(TRECHO SELECIONADO):
━━━━━━━━━━━━━━━━

FUNDAMENTOS EMPÍRICOS DA ÉTICA E CONDIÇÕES NECESSÁRIAS AO ESTABELECIMENTO DE UMA MORAL MAIS UNIVERSAL

Não há como estabelecer princípios éticos universalmente aceitáveis sem a identificação prévia das ações que são comuns e necessárias à existência individual de todos os seres humanos. Tais ações são transeculares, porque estão presentes em todas as épocas, lugares e condições sendo que, basicamente, referem-se à nutrição, hidratação, salubridade, enroupamento ( em lugares e condições frias ou muito quentes ), copulação e ao descanso e abrigamento. Resumidamente, estas ações são para o benefício do próprio sujeito em sua fisicalidade, o que nos leva a conclusão de que não há como se estabelecer princípios éticos, universalmente reconhecíveis, sem se possibilitar ao sujeito que aja em prol de sua corporeidade.

━━━━━━━━━━━━━━━━

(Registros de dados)
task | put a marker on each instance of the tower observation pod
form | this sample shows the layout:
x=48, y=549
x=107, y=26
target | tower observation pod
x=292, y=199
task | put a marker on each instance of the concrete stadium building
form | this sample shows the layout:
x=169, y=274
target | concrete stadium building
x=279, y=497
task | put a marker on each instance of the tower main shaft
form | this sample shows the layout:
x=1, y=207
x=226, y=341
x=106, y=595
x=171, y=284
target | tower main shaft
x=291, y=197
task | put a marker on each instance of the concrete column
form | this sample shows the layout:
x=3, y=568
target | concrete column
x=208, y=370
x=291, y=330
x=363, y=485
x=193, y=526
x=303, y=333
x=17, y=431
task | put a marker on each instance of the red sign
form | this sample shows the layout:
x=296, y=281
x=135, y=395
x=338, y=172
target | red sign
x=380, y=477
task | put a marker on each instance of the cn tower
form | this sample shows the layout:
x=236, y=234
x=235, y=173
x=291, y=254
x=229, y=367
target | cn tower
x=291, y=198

━━━━━━━━━━━━━━━━

(INSTRUÇÕES):
Cite do texto sobre os fundamentos da ética o trecho de "FUNDAMENTOS EMPÍRICOS DA" a "de sua corporeidade.". As linhas não têm relação com o texto sobre os fundamentos da ética.

(EXERCÍCIO RESOLVIDO):
FUNDAMENTOS EMPÍRICOS DA ÉTICA E CONDIÇÕES NECESSÁRIAS AO ESTABELECIMENTO DE UMA MORAL MAIS UNIVERSAL

Não há como estabelecer princípios éticos universalmente aceitáveis sem a identificação prévia das ações que são comuns e necessárias à existência individual de todos os seres humanos. Tais ações são transeculares, porque estão presentes em todas as épocas, lugares e condições sendo que, basicamente, referem-se à nutrição, hidratação, salubridade, enroupamento ( em lugares e condições frias ou muito quentes ), copulação e ao descanso e abrigamento. Resumidamente, estas ações são para o benefício do próprio sujeito em sua fisicalidade, o que nos leva a conclusão de que não há como se estabelecer princípios éticos, universalmente reconhecíveis, sem se possibilitar ao sujeito que aja em prol de sua corporeidade.